- [WHAT YOU WILL DO]: As you reproduce every line below, keep it exactly as written and leave out the images.
========
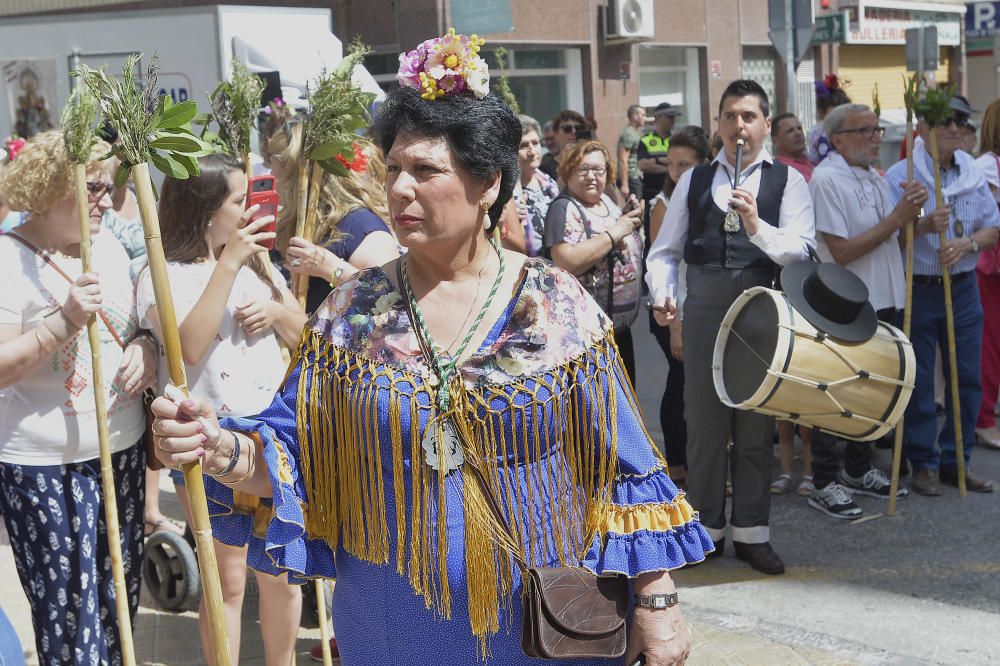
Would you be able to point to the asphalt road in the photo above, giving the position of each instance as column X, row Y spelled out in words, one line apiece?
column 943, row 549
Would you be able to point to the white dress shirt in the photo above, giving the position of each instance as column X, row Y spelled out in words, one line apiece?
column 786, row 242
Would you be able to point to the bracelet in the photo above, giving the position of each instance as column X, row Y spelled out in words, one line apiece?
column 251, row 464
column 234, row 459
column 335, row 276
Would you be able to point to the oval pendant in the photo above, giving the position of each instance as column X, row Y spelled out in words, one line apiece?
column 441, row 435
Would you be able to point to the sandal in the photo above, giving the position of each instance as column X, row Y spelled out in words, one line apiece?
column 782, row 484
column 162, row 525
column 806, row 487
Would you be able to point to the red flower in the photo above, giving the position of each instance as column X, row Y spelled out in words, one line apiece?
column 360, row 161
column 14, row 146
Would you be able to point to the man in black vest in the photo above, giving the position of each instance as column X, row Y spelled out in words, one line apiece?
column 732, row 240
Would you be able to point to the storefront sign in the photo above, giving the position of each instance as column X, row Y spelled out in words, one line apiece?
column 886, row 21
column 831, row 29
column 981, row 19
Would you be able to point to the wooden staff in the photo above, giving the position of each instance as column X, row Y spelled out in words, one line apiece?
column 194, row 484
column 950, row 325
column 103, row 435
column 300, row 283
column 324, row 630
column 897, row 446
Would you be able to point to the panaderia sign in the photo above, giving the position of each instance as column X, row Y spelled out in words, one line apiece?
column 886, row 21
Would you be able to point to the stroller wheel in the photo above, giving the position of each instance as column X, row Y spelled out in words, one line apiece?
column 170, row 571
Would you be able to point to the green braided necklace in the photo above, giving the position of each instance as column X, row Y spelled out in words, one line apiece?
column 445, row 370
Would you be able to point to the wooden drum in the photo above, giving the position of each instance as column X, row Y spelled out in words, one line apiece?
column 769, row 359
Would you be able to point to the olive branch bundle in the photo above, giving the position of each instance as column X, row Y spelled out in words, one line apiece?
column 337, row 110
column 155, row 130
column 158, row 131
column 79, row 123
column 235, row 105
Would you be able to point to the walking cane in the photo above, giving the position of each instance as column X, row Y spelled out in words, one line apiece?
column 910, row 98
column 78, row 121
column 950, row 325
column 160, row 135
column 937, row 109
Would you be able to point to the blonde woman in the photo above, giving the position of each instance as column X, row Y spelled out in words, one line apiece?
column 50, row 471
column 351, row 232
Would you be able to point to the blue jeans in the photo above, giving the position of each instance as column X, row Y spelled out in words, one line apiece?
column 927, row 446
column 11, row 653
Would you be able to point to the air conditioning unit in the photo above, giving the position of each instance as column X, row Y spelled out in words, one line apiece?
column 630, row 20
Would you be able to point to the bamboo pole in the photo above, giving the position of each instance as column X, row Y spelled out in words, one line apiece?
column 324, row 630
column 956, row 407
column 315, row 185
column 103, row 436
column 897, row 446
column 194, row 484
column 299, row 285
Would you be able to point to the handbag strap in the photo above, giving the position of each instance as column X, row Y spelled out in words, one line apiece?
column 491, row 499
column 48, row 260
========
- [RESULT]:
Would you be able to point to the asphalt road in the photo above, giving the position of each instance as column X, row Y spelled out in words, one line apiece?
column 943, row 549
Would you be able to point to the white dress shirt in the photo above, giving the position of each instance as column X, row Y spelled out in words, one line apiece?
column 786, row 242
Would you be able to point to the bracelet in the photo above, giving the position of each instance as column X, row Y spelled out in words, one line apiece?
column 251, row 464
column 234, row 459
column 335, row 276
Would you be able to point to the oval pendant in the photo above, giving the position of each instance as column X, row Y spelled out in words, one line apiece?
column 441, row 435
Would you be able to point to the sandal in the photo above, giving the position of each instance as column X, row Y spelled out in words, one line apiece?
column 782, row 484
column 162, row 525
column 806, row 487
Would you be able to point to the red flower in the photo above, giving the position of each instance as column X, row Y spelled out in words, one line apiece?
column 360, row 161
column 14, row 146
Would you be able to point to the man in black vest in the photo above, giving the position of each instance as column X, row Y spelled out in words, one line apiece?
column 732, row 240
Would you be able to point to the storefront sign in the photo above, giving the position of each instance as column X, row Y spelled out in words, one line apiece?
column 886, row 21
column 831, row 29
column 981, row 19
Would you be able to point to the wooden staff in the photo above, giving the position of each instance as column X, row Y spelled out in words, one line apiece?
column 194, row 484
column 950, row 325
column 103, row 435
column 300, row 283
column 324, row 630
column 897, row 446
Would you be able to point to the panaderia sign in the photo above, giving the position of each instance as column X, row Y spelled out in words, one line apiece?
column 886, row 21
Would you be able to point to the stroller wheel in the photo above, giving the position of each instance as column X, row Y spelled out in words, one line apiece?
column 170, row 571
Would you be able to point to the green braided necklace in the photo above, giving the position of each instance as column X, row Y spelled out in words, one line apiece?
column 445, row 370
Would you be able to point to the wooden drum in the photo above, giving the position of each instance as column X, row Y spelled out in words, one line apiece?
column 769, row 359
Would you be able to point to the olive branch bundle in the photo above, giving the position of each instance as column X, row Y spelled out in words, one line apiece?
column 337, row 110
column 155, row 130
column 158, row 131
column 79, row 123
column 235, row 105
Would you be able to point to the walking cane in the photo above, giving the position of each instance as column X, row Y spelled out in words, one line apiece?
column 910, row 98
column 78, row 121
column 950, row 325
column 160, row 135
column 937, row 109
Would you be able to point to the blonde woman in the photo above, giving the position of each instance as column X, row Y spelled out in words, one line apiece?
column 50, row 471
column 351, row 232
Would you be able to point to the blue jeans in the photo above, giving the position of each instance as column X, row Y spelled out in words, one line apiece?
column 927, row 446
column 11, row 653
Would you be able to point to the air conditioning unit in the photo above, giving the position of each instance as column X, row Y spelled out in words, one line apiece?
column 630, row 20
Would you be able to point to the bamboo pole in the photo above, giving the position of each instance as column X, row Y spelled out in words, one line apiece?
column 324, row 630
column 956, row 407
column 315, row 185
column 103, row 436
column 897, row 446
column 194, row 484
column 299, row 285
Would you be able to point to the handbag strap in the photo above, giving the position of each instance as column X, row Y spelled out in words, one line apiece?
column 491, row 499
column 48, row 260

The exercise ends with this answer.